:: SUPPLIED MATERIAL

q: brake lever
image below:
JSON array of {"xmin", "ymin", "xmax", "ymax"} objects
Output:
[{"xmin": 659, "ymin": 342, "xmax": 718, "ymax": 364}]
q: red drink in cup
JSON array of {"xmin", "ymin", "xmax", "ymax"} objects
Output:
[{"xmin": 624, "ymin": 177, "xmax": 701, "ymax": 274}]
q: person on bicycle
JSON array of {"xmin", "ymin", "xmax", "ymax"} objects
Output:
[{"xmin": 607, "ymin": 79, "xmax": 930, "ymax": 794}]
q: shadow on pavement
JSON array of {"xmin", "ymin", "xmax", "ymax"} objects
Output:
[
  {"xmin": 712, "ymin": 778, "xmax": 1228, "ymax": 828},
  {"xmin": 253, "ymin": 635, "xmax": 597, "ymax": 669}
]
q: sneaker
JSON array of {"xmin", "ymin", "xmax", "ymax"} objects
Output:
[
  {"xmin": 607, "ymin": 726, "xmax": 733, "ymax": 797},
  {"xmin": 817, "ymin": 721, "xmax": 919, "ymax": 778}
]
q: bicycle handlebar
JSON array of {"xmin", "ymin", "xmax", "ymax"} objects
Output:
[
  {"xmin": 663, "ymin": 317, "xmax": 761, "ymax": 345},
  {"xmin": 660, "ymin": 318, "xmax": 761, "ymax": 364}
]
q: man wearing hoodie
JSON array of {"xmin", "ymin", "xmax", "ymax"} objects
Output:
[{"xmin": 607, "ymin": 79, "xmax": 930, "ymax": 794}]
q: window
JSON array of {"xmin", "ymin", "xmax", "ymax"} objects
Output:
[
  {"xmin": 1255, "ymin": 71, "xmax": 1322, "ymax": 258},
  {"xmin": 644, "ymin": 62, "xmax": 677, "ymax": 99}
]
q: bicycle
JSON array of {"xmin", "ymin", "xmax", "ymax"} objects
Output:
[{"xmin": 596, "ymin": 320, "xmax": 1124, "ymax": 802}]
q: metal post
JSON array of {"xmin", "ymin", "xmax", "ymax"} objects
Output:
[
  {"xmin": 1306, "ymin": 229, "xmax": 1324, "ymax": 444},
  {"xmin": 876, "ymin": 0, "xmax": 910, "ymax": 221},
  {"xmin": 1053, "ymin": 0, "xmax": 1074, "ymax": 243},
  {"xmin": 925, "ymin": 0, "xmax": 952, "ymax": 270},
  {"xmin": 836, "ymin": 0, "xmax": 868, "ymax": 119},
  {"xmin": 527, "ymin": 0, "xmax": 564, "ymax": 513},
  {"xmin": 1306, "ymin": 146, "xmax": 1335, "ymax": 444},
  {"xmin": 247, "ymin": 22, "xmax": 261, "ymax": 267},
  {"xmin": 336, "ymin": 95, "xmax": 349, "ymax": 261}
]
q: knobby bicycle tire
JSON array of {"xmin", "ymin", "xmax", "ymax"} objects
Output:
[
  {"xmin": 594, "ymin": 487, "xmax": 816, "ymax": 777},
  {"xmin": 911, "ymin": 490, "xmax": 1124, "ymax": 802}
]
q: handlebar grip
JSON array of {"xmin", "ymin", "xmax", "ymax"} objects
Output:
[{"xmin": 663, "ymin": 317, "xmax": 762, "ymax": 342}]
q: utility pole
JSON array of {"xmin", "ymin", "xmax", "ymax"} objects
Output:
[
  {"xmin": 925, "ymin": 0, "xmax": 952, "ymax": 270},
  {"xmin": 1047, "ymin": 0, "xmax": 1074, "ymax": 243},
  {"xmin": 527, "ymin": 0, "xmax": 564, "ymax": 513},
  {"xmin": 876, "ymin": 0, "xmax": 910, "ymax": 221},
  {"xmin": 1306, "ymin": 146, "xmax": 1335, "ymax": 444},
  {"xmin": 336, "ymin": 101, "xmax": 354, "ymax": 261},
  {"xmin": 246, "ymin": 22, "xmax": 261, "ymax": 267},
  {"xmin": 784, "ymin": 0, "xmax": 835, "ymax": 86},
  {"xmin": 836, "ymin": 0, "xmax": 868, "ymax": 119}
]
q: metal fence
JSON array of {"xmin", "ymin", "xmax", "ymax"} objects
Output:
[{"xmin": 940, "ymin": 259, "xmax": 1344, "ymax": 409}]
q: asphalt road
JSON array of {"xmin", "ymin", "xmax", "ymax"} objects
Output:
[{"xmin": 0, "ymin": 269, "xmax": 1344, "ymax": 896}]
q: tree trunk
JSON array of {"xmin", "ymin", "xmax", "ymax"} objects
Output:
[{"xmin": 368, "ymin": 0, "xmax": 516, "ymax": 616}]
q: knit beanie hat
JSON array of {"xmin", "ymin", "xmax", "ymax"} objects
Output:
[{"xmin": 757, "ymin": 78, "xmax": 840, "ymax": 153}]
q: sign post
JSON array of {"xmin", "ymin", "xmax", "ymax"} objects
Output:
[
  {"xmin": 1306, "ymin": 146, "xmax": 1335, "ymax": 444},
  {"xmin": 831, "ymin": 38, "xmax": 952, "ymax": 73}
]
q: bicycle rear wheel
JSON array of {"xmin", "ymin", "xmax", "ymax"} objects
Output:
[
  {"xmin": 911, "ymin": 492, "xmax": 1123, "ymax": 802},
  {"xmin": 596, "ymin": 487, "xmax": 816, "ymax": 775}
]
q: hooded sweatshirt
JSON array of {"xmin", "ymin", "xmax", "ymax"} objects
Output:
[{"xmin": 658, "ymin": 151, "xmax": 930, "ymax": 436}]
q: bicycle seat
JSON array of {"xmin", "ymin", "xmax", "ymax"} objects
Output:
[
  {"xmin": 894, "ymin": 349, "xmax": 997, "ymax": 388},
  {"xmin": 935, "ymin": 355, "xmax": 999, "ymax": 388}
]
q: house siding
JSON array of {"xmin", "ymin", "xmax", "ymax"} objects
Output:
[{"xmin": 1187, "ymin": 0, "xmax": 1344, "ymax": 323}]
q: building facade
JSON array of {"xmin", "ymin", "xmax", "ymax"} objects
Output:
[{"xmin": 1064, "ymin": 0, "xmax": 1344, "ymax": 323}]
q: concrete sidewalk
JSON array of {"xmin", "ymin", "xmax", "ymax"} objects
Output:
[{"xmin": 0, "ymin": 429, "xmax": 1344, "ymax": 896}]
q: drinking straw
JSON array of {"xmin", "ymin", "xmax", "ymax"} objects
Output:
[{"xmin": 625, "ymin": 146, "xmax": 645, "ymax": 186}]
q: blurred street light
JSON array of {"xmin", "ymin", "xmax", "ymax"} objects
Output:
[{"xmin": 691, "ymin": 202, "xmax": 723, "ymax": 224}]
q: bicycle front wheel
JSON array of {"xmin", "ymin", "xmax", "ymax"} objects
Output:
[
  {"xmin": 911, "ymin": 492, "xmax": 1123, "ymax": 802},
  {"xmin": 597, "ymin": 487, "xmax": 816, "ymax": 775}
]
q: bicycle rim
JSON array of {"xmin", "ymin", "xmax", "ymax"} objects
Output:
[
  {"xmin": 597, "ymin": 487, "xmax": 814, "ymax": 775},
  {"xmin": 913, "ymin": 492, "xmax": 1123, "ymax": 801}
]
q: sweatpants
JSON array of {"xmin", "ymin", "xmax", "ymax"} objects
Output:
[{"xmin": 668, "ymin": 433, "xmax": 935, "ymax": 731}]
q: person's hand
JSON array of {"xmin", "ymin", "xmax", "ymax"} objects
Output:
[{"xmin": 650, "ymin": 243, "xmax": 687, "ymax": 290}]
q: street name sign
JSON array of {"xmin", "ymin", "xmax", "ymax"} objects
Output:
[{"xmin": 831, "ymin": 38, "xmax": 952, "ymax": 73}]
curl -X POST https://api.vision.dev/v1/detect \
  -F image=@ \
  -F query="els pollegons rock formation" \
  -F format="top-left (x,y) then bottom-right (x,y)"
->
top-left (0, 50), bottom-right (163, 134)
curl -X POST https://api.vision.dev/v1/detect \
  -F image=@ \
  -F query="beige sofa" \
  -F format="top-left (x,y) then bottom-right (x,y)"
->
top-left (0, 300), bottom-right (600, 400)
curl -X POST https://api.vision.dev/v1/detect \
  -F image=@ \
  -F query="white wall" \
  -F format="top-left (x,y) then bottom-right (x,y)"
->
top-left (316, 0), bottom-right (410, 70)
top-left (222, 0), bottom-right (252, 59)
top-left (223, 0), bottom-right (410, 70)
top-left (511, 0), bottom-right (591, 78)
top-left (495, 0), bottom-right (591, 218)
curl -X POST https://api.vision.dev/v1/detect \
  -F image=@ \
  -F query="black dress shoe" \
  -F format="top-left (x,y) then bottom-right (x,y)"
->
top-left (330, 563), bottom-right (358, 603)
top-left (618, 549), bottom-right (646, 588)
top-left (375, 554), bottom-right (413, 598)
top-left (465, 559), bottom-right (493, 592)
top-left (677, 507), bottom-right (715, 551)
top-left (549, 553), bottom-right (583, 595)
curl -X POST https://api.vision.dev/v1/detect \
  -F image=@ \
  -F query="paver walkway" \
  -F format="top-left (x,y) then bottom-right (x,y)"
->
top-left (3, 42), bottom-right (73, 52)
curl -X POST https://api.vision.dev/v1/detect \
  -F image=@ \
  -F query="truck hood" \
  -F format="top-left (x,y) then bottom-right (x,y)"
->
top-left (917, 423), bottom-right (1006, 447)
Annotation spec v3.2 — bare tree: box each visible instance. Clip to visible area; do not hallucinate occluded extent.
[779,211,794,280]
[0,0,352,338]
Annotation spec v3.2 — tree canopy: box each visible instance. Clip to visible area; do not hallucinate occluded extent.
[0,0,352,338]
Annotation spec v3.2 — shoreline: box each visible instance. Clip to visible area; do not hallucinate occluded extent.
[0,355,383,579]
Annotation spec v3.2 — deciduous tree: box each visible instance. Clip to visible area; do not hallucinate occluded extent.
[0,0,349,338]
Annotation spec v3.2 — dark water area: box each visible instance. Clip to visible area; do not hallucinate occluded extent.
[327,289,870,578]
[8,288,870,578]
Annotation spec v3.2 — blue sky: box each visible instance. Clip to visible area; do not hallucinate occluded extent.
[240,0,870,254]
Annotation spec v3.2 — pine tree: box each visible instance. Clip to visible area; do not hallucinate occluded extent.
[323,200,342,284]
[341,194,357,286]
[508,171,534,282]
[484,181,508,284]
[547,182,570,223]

::::

TASK INSTRUCTIONS: Return every line of the records above that contains the string "query", treating uppercase and lowercase letters as distinct.

OUTPUT OF THE TASK:
  -F query="els pollegons rock formation" \
  -F query="beige sofa" \
  -F query="white wall" \
  -F query="black dress shoe" \
  -F query="paver walkway" \
  -F query="truck hood" \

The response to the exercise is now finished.